| Aufgabenbeschreibung |
Wie viel Prozent der Pflegekräfte in Deutschland wollen sich laut der Umfrage, über die der Text zur Impfskepsis beim medizinischen Personal berichtet, impfen lassen?

Eine Impfgegnerin ist Vivien Kochmann aber bei Weitem nicht. Generell, so sagt sie, sei sie gegen viele Krankheiten geimpft. Aber sie arbeitet zu lange im Krankenhaus, um nicht zu wissen, wie viel Zeit normalerweise verstreicht, bis ein Impfstoff wirklich ausgreift sei. Vielleicht, so hofft sie, werden die Impfstoffe im Laufe des Jahres ja noch besser. Und vor allem die Aufklärung über mögliche Risiken.
Umfrage: 50 Prozent der Pflegekräfte warten erst einmal ab
Eine Skepsis, die nach Expertenangaben keine Seltenheit ist unter dem medizinischen Personal in Deutschland. Eine Umfrage, die von der "Deutschen Gesellschaft für Internistische Intensivmedizin und Notfallmedizin" (DGIIN) und der "Deutschen Interdisziplinären Vereinigung für Intensiv- und Notfallmedizin" (Divi) bereits im Dezember vergangenen Jahres durchgeführt wurde, hat ergeben, dass sich in Deutschland nur 73 Prozent der Ärzte und sogar nur knapp 50 Prozent der Pflegekräfte impfen lassen wollen. Obwohl eine deutliche Mehrheit der Befragten aussagt, der Impfstoff sei wichtig, um die Pandemie einzudämmen.

| Bereitgestellte Daten |

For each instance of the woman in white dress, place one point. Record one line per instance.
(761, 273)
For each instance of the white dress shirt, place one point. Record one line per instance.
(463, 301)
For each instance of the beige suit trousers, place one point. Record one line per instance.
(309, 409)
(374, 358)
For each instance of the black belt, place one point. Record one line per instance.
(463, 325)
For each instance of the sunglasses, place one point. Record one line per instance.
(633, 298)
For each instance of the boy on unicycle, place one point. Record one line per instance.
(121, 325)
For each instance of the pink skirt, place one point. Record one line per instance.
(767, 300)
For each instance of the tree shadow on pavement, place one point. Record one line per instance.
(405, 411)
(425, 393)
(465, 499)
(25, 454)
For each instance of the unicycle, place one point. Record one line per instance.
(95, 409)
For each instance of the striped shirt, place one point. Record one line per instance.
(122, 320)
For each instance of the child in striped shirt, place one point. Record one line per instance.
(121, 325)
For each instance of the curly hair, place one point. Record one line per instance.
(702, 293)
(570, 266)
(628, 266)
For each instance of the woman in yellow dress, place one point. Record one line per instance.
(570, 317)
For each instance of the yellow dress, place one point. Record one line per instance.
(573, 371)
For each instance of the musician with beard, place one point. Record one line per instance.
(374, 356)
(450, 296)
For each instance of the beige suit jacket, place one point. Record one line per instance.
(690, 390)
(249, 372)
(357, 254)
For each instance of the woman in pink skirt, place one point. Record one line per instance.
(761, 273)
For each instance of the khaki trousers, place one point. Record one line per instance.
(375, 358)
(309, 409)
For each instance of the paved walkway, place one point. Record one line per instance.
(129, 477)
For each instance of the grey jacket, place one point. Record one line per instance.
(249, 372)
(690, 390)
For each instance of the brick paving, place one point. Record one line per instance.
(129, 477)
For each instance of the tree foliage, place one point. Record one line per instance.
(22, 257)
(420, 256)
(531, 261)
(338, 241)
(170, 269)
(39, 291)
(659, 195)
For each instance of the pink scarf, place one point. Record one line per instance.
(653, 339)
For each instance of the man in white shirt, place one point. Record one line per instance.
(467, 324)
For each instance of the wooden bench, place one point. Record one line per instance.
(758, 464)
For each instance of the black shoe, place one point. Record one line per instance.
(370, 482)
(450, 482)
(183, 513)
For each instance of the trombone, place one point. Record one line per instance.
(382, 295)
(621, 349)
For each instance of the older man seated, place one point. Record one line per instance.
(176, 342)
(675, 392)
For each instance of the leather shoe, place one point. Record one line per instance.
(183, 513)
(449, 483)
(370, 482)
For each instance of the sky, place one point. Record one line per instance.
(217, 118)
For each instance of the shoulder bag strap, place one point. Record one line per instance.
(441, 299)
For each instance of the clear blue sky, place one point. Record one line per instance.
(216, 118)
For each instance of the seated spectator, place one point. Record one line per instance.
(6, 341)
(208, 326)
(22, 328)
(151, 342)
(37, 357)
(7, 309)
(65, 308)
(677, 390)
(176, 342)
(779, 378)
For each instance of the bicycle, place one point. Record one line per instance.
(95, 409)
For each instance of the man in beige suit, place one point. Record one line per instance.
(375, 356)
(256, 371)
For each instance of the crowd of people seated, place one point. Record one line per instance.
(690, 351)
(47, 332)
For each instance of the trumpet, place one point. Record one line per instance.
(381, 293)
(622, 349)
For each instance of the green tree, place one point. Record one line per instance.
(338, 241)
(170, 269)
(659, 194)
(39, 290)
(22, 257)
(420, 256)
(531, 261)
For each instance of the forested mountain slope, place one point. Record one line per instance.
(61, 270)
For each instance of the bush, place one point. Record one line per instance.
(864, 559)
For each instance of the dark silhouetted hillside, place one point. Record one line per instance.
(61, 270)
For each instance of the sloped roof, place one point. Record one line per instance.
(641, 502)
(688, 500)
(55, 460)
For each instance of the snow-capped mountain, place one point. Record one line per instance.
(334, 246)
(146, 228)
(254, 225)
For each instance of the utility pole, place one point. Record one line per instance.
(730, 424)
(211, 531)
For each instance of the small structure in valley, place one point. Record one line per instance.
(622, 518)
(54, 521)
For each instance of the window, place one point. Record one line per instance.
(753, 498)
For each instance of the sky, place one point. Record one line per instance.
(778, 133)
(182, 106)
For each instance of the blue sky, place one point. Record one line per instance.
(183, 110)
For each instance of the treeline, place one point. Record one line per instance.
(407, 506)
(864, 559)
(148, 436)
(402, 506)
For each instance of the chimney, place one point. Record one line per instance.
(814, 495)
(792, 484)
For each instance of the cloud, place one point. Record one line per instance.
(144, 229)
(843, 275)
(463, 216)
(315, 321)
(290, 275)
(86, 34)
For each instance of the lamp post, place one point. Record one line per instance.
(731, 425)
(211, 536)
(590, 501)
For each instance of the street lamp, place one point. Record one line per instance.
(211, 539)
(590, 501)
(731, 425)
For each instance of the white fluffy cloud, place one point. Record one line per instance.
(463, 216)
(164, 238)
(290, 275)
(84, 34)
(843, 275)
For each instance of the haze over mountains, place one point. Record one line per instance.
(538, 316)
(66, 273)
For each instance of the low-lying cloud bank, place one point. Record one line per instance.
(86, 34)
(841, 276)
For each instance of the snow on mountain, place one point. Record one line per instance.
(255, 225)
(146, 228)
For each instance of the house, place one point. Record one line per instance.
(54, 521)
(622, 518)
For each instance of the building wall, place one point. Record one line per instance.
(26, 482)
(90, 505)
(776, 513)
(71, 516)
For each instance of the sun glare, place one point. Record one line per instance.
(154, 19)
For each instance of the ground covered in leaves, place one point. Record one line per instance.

| Lösung der Aufgabe |
Knapp 50 Prozent.